• **Required work**:
List every line of the data below that contains the string "blue".

• **Input for this task**:

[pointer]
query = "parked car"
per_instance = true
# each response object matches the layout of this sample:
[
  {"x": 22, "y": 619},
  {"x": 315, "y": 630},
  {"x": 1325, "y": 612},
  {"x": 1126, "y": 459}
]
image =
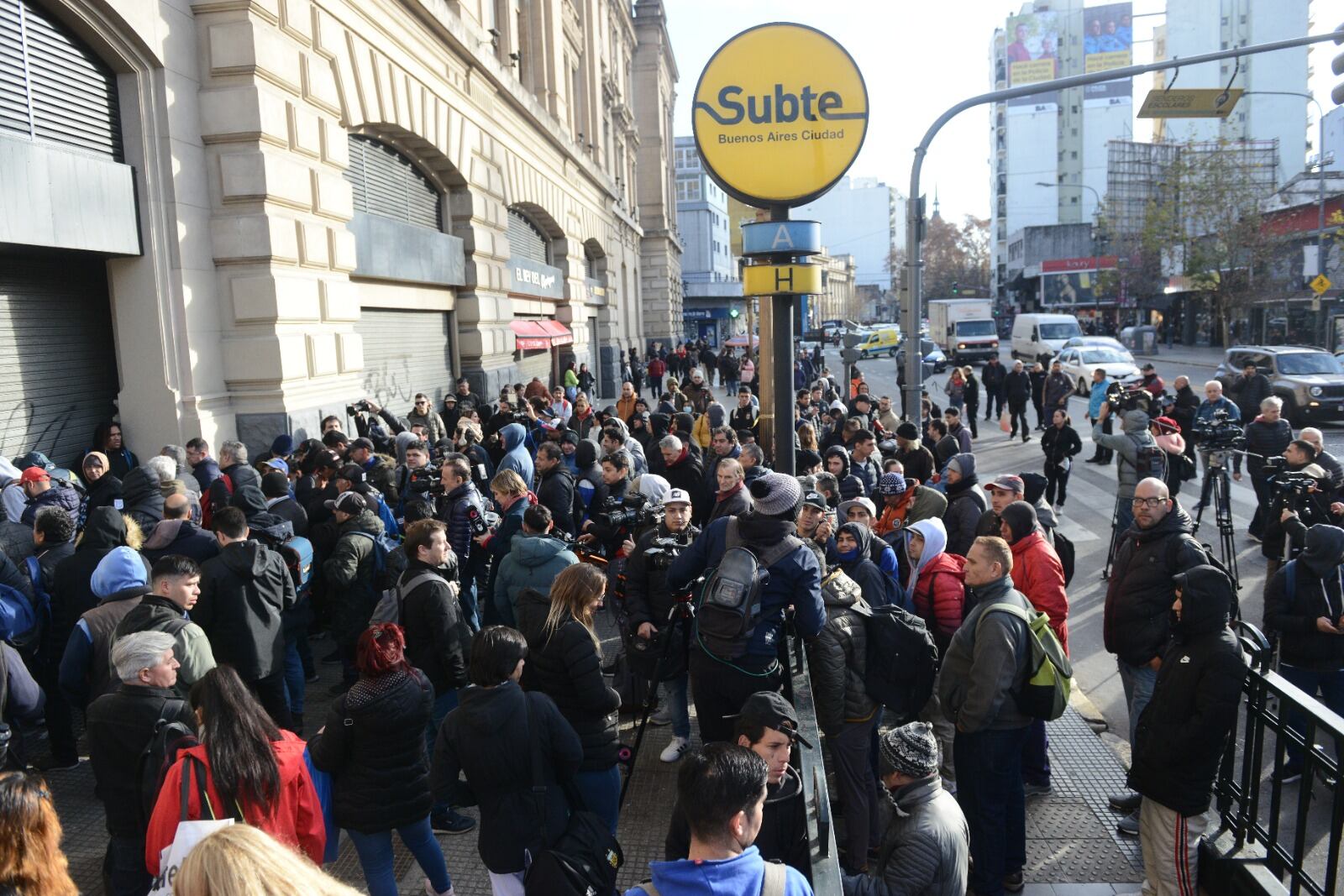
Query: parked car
[
  {"x": 1310, "y": 380},
  {"x": 1081, "y": 360}
]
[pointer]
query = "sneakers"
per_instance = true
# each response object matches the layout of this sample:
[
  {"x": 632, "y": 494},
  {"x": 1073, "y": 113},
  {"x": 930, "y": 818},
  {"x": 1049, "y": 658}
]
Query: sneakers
[
  {"x": 675, "y": 750},
  {"x": 450, "y": 822},
  {"x": 1126, "y": 802}
]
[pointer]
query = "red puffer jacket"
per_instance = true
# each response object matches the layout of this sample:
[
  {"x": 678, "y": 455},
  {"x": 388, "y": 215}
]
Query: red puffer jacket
[
  {"x": 1039, "y": 575},
  {"x": 941, "y": 597}
]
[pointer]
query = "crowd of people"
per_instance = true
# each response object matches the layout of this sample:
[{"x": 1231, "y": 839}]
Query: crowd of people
[{"x": 459, "y": 563}]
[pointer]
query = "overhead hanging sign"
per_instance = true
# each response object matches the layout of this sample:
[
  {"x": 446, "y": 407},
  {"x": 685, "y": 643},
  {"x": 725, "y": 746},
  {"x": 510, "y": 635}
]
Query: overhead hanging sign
[{"x": 780, "y": 114}]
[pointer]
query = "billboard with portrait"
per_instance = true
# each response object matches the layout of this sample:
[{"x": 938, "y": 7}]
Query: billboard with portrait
[
  {"x": 1108, "y": 43},
  {"x": 1032, "y": 55}
]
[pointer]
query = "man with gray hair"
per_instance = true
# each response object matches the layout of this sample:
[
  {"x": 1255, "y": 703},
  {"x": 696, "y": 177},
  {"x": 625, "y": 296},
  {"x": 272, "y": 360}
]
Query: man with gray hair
[
  {"x": 234, "y": 474},
  {"x": 120, "y": 726}
]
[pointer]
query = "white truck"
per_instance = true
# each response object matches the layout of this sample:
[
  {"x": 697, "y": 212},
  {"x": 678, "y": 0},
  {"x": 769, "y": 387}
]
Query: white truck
[{"x": 964, "y": 328}]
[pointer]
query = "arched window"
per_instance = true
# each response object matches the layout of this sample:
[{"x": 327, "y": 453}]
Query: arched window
[
  {"x": 526, "y": 239},
  {"x": 387, "y": 183},
  {"x": 51, "y": 86}
]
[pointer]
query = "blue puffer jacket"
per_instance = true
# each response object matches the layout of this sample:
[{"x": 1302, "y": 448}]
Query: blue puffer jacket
[{"x": 796, "y": 579}]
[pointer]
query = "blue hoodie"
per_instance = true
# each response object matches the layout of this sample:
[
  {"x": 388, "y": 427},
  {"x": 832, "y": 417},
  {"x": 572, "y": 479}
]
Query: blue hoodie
[
  {"x": 515, "y": 453},
  {"x": 722, "y": 878}
]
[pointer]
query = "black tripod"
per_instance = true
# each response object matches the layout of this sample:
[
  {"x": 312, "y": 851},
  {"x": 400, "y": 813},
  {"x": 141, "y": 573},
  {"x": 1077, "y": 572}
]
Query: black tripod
[
  {"x": 1222, "y": 499},
  {"x": 680, "y": 618}
]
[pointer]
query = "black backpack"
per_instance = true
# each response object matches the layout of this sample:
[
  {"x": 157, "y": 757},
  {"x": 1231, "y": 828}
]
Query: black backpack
[
  {"x": 159, "y": 755},
  {"x": 902, "y": 661},
  {"x": 730, "y": 600}
]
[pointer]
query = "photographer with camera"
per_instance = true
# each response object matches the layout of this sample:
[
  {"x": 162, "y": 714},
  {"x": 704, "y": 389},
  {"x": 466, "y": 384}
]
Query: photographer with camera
[
  {"x": 1267, "y": 437},
  {"x": 658, "y": 625}
]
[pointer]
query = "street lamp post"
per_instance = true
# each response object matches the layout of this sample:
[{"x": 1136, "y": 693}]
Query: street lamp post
[{"x": 1095, "y": 264}]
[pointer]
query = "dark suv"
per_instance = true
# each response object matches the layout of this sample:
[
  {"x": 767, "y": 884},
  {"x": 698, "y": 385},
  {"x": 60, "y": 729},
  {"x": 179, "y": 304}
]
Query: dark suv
[{"x": 1310, "y": 380}]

• **Response to the exercise**:
query = "blue puffer jacket"
Query: blue puffer jacket
query = "blue hoodie"
Query: blue hoodie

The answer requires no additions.